### TRECHO SELECIONADO:
Por isso quando, em uma década onde vimos personagens como Lisbeth Salander, Amy Dunne, Elle ou A Mulher, a criatura mais assustadora é esta baseada em um caso real no Rio de Janeiro, precisamos reconhecer que Fernando Ribeiro criou uma de nossas obras mais únicas e valiosas.
“O Lobo Atrás da Porta” é uma corrosiva mistura de romance, drama e que, apenas no seu fim, se revela como um suspense marcante e capaz de te gerar calafrios sempre que se lembrar de seu sinistro desfecho. Capitalizado por uma performance magistral de Leandra Leal, Ribeiro constrói uma mise en scène que flerta entre o aconchegante e o claustrofóbico, e o diretor chega até a brincar de David Lynch no processo.
Aterrorizante e, de certa forma, inesquecível, é um filme raro no nosso cinema e que, como todas as nossas melhores obras, não deixa de analisar a sociedade podre em sua volta.

### EXERCÍCIO PROPOSTO 1:
Reúna as linhas da listagem abaixo que contêm a palavra "traffic" e copie cada uma delas.

### DADOS DE ENTRADA:
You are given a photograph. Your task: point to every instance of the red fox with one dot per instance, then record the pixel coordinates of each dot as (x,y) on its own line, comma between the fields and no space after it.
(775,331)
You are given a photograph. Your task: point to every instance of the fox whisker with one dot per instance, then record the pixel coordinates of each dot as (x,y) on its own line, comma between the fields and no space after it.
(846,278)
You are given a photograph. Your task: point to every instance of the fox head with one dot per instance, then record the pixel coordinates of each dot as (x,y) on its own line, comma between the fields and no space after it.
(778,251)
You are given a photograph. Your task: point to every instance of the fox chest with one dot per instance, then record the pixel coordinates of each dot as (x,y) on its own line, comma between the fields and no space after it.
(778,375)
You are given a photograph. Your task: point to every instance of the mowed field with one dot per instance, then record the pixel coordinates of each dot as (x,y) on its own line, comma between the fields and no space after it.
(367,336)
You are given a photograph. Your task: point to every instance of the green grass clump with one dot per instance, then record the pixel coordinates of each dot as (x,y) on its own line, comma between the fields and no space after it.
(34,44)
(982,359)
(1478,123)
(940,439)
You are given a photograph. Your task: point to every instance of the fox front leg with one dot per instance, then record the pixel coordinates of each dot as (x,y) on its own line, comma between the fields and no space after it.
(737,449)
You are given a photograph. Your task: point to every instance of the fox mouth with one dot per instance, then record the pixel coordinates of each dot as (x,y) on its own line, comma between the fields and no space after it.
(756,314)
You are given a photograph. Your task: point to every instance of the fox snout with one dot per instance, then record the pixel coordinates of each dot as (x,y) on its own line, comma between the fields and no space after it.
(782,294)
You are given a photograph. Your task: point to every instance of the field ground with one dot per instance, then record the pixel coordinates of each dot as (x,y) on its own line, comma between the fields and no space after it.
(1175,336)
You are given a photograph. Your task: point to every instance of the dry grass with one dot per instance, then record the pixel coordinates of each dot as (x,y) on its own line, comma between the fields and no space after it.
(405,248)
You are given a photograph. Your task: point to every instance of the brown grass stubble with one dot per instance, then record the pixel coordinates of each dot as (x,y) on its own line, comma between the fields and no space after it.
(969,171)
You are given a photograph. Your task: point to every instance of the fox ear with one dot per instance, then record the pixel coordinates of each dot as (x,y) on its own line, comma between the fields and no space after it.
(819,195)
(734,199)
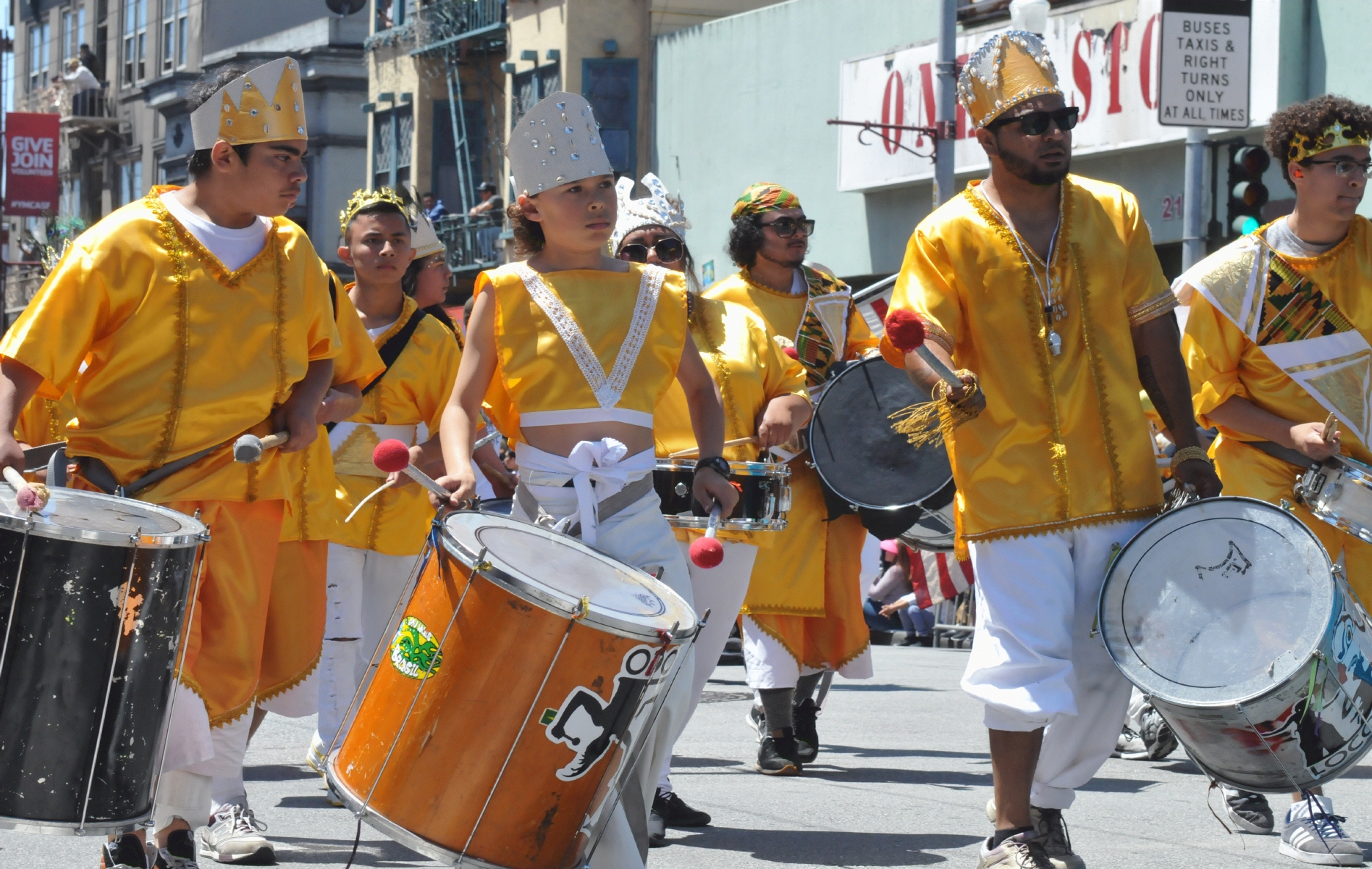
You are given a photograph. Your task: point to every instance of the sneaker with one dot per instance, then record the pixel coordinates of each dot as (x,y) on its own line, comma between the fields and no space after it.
(806,715)
(1313,835)
(234,836)
(677,813)
(179,852)
(1019,852)
(1249,812)
(777,757)
(127,852)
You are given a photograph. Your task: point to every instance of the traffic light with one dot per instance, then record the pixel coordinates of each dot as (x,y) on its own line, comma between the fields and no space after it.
(1247,193)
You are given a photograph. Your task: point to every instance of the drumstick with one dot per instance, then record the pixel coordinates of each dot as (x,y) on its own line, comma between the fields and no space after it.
(28,496)
(694,450)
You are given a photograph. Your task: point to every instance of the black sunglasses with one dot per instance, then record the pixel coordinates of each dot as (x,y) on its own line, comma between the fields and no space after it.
(668,250)
(1036,122)
(786,227)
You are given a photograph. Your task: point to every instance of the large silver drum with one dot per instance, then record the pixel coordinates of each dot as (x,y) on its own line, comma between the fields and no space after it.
(1228,614)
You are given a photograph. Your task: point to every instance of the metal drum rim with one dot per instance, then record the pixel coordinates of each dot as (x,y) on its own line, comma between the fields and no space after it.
(820,470)
(555,605)
(1191,703)
(180,540)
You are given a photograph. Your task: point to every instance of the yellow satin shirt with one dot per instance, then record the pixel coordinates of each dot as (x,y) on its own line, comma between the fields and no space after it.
(744,358)
(182,355)
(538,372)
(415,390)
(312,508)
(1064,440)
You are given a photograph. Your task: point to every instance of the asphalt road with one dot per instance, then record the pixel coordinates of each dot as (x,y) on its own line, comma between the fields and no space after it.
(903,780)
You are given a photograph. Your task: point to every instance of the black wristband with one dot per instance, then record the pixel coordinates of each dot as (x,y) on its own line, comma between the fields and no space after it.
(715,463)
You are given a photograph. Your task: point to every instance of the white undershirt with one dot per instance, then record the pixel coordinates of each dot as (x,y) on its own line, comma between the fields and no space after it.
(234,248)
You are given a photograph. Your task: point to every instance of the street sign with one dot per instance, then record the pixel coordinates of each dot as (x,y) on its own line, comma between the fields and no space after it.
(1203,66)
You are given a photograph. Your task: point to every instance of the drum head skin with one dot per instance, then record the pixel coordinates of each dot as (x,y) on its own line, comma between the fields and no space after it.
(557,571)
(859,455)
(1217,602)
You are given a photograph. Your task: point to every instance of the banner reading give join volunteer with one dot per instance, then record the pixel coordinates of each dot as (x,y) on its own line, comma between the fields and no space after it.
(30,161)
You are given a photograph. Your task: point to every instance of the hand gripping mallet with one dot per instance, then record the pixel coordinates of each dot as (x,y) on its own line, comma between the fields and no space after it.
(906,331)
(707,553)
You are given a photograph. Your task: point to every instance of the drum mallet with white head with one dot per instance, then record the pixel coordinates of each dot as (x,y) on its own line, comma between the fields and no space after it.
(248,448)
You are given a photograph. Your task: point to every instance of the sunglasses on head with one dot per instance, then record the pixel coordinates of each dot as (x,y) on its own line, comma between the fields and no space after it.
(1036,122)
(668,250)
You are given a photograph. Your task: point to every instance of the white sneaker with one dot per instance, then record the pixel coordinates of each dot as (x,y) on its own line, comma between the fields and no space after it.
(234,836)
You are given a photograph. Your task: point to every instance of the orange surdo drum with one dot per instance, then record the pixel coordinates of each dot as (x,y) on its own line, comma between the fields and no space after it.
(507,709)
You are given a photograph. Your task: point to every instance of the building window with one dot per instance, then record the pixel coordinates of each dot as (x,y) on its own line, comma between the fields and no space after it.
(135,40)
(39,56)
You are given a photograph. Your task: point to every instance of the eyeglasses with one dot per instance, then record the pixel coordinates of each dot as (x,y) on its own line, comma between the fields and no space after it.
(1036,122)
(786,227)
(1345,168)
(668,250)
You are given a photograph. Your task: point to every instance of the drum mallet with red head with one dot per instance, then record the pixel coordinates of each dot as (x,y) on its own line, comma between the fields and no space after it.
(392,458)
(906,331)
(248,448)
(707,553)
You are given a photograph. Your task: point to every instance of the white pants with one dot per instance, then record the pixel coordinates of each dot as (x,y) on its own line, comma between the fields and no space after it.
(720,591)
(363,591)
(640,537)
(1033,660)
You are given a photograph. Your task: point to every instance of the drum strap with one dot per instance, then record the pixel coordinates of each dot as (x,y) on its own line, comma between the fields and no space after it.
(607,508)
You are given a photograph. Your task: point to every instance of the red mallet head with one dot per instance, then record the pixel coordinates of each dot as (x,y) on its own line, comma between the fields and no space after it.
(906,329)
(707,553)
(392,456)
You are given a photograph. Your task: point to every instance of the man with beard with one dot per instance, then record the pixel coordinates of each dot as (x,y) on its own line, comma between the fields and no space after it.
(1045,291)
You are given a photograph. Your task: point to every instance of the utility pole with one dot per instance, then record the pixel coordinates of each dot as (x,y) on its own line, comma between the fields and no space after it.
(946,102)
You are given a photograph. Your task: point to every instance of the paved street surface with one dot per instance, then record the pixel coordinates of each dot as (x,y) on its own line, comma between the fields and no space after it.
(901,781)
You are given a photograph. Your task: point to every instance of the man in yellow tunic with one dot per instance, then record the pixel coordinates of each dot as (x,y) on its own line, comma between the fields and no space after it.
(1045,287)
(1269,386)
(372,555)
(205,315)
(803,613)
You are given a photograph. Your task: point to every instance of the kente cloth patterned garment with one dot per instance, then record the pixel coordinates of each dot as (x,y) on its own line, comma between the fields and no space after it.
(1064,440)
(412,393)
(1286,332)
(182,355)
(584,345)
(749,369)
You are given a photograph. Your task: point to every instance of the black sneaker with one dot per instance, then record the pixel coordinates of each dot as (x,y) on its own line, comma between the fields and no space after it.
(677,813)
(806,715)
(778,755)
(124,853)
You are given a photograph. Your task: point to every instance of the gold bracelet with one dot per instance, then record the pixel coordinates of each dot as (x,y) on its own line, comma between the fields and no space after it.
(1187,453)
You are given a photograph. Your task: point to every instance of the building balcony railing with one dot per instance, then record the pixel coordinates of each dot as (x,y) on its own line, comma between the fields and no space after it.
(474,243)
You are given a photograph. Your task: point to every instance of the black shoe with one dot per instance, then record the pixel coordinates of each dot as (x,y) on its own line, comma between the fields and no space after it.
(806,714)
(677,813)
(124,853)
(778,755)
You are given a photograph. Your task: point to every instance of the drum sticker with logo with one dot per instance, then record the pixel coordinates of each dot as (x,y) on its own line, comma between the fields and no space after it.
(415,652)
(589,725)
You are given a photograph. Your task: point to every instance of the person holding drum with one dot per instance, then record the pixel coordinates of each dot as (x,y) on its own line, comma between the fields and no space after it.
(766,403)
(571,352)
(1255,371)
(803,611)
(205,315)
(1045,291)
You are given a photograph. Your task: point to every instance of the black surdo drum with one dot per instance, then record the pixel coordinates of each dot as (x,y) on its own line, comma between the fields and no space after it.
(866,466)
(92,602)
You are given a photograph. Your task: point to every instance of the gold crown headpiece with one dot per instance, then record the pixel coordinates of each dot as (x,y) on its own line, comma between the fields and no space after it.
(366,198)
(262,105)
(1334,136)
(1007,69)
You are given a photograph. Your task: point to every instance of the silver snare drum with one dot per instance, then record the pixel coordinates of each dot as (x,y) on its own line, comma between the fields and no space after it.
(1339,492)
(763,495)
(1226,613)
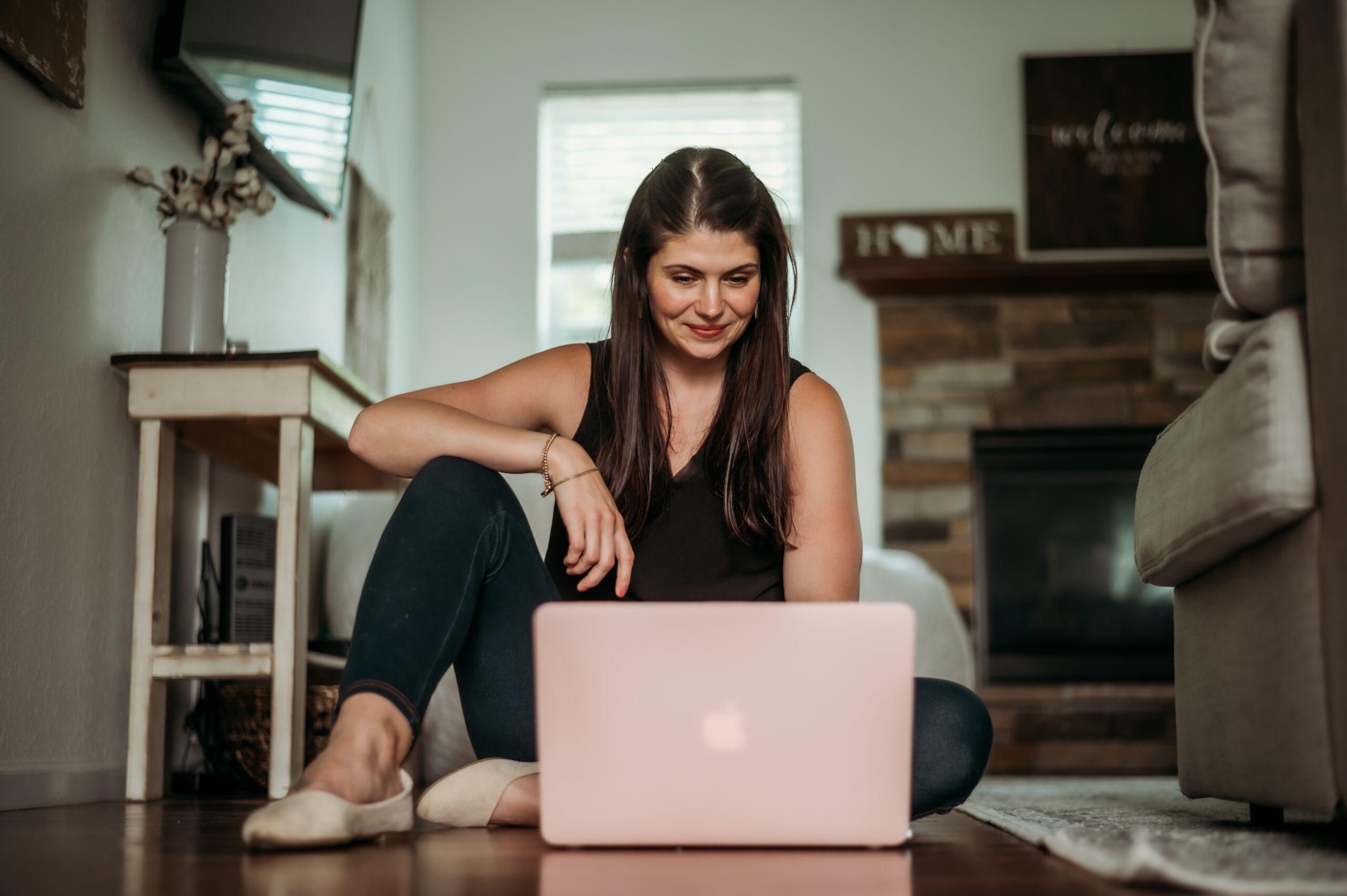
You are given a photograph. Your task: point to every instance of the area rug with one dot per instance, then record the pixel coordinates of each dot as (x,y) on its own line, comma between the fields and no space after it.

### EXERCÍCIO PROPOSTO 2:
Liste os nomes de personagens que a crítica acima dá como exemplo da década.

### RESOLUÇÃO 1:
You are given a photograph. Your task: point to every instance of the traffic light with one dot per instance, then record the pixel coordinates of each dot as (x,y) on its own line, comma between the fields and no space after it.

### RESOLUÇÃO 2:
Lisbeth Salander
Amy Dunne
Elle
A Mulher